━━ Given records
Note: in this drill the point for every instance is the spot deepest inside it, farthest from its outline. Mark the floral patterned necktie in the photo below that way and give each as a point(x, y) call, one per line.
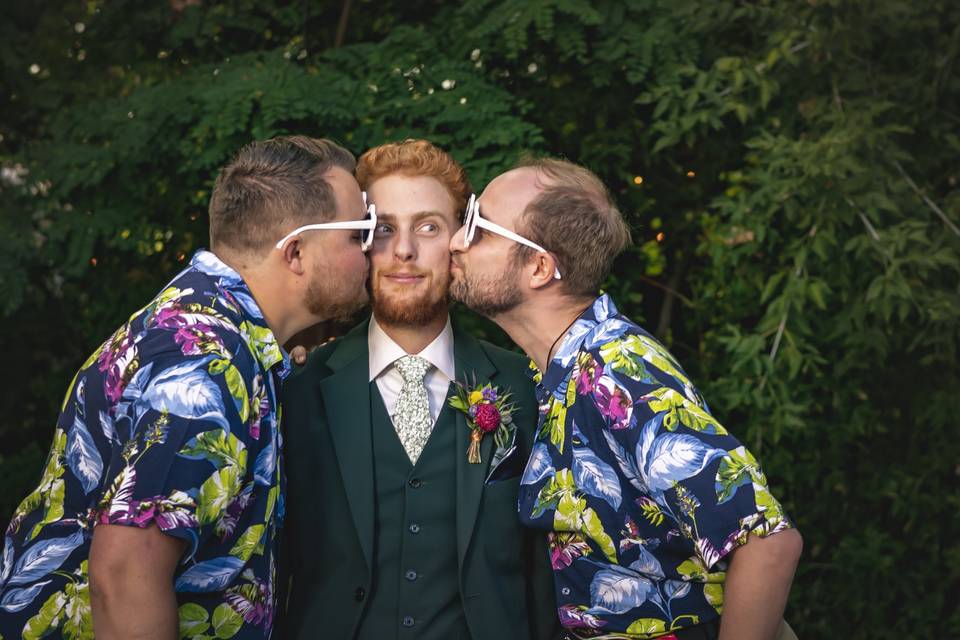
point(412, 417)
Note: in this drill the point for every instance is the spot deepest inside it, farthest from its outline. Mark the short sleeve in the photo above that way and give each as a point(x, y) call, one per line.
point(711, 483)
point(177, 462)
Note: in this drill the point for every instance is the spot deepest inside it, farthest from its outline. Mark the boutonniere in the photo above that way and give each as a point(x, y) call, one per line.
point(488, 410)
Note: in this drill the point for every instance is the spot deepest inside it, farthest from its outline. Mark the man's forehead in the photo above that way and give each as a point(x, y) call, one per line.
point(513, 189)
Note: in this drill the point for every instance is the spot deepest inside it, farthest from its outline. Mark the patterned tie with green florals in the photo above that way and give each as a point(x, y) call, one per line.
point(412, 417)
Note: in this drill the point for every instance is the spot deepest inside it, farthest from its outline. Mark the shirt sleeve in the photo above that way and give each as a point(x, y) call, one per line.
point(698, 471)
point(180, 456)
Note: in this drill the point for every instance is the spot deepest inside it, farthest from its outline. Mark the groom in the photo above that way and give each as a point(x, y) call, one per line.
point(392, 532)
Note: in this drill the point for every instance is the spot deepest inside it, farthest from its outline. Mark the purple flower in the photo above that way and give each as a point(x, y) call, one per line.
point(574, 617)
point(614, 402)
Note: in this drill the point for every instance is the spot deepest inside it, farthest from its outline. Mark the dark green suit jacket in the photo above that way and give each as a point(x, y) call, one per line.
point(506, 584)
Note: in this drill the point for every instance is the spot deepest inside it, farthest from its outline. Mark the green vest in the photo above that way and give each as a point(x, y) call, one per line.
point(333, 577)
point(415, 589)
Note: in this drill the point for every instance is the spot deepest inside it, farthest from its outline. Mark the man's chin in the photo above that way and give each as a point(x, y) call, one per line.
point(408, 312)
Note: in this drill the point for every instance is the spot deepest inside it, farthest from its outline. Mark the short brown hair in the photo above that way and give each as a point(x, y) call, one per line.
point(270, 187)
point(576, 219)
point(415, 158)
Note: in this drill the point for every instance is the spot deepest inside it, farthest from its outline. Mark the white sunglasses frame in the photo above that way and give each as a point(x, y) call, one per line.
point(472, 220)
point(370, 224)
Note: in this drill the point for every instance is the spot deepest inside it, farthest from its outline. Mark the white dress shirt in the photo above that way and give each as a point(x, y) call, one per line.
point(383, 352)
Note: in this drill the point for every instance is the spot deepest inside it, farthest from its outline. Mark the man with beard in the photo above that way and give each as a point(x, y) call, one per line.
point(158, 512)
point(392, 531)
point(657, 518)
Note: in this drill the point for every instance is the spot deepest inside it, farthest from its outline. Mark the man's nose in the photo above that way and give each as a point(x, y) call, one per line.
point(456, 242)
point(405, 246)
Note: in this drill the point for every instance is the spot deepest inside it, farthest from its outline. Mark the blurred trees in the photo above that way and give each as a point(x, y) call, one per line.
point(790, 171)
━━━━
What is required
Return every record above exactly as written, but drop the pictures.

Task response
Note: in this drill the point for every instance is the spot deepest inside it, farthest from its outline. Mark the floral patterned necktie in the photo below that way and give each as a point(x, y) call, one per line.
point(412, 417)
Note: in this drill the point for every instance is the spot deepest inside it, farthest from its outline. Mark the short sleeve in the photo above that way and give each as a point(x, y) call, one per line.
point(711, 483)
point(177, 462)
Note: in this drill the point for every instance is the spot deepest inside it, farthest from its outline. Mark the boutonniere in the photo above that way and give each as a point(x, y) call, one per line.
point(488, 410)
Note: in this drill the point for every instance is the spot deepest inside it, farthest from its outline. Mark the man's forehead in the photo above that way and give each as a point(x, y) call, one per line.
point(513, 189)
Note: in this drill the point for every instance is the spot deepest inside it, farthest from its outline. Mark the patterned tie with green florals in the photo above that way and give each as a point(x, y) call, one per line.
point(412, 417)
Note: in this drill the point for every instance is the spot deepest inside it, farthest from its outline. Mark the shirt sleeve in the photo above that way and give each as a point(x, y) call, one per line.
point(698, 471)
point(180, 456)
Note: in this drill the point for every instance is the spot deepest inside it, farthest from its outline. Mark the groom in the photo above that way and give each as a point(x, y) call, one per line.
point(392, 532)
Note: in this drill the point for every instance is the spot deepest inside it, farthest from its outline. Mark the purple flower in the photo above that way and give each as a point(x, y) call, one per line.
point(574, 617)
point(614, 402)
Note: in this drill the point for every instance is the spot deepest inside it, farthest from its outline. Mark the dark green suit jacket in the photo above that way and give each as a point(x, y) call, one per line.
point(506, 584)
Note: in this drill the point for every instance is the spot deepest inside it, farthest from its outline. Mark the green vest in the photo above that way and give each as a point(x, y) call, one per line.
point(333, 577)
point(415, 589)
Note: in this drill the point for every instance is the spot deepest inside it, farthest from its outline. Mark the man's chin in the photo above that way and give each as a point(x, y) call, one per line.
point(408, 312)
Note: in this drill the point for every instance is the spot deepest inside it, farthest from its outline. Mark the short brown hair in the photo above that way and give each as a point(x, y) call, one per line.
point(270, 187)
point(576, 219)
point(415, 158)
Note: in this drill the point for every instance is the spot deepest inside it, farthest from its outline. Mark the white sunglasses frame in the photo above that way and give each as a point(x, y) call, one per line.
point(472, 220)
point(370, 224)
Note: in this drill the point for every instance is the spot deepest inside it, farthest from its outline. Mark the white dress shirt in the photo above that way and give each as a point(x, y) call, one per line.
point(383, 352)
Note: in this drill the point for every instance is the spot deepest inside it, farthest from its outline. Mark the man with beard in the photo above that way and give each as a point(x, y) call, one per line.
point(158, 512)
point(392, 531)
point(657, 518)
Note: in this drill the point for every instance is the spot deepest inside it, farthest from its outline. Mark the man's nose in the photo above that way and give each as a point(x, y) call, one per line.
point(456, 242)
point(405, 246)
Note: in this drill the point for every instance is the spot deepest inside it, farthest from its outline. Mark the blurred trees in the photo above that way and give each as a point(x, y) call, one per line.
point(790, 171)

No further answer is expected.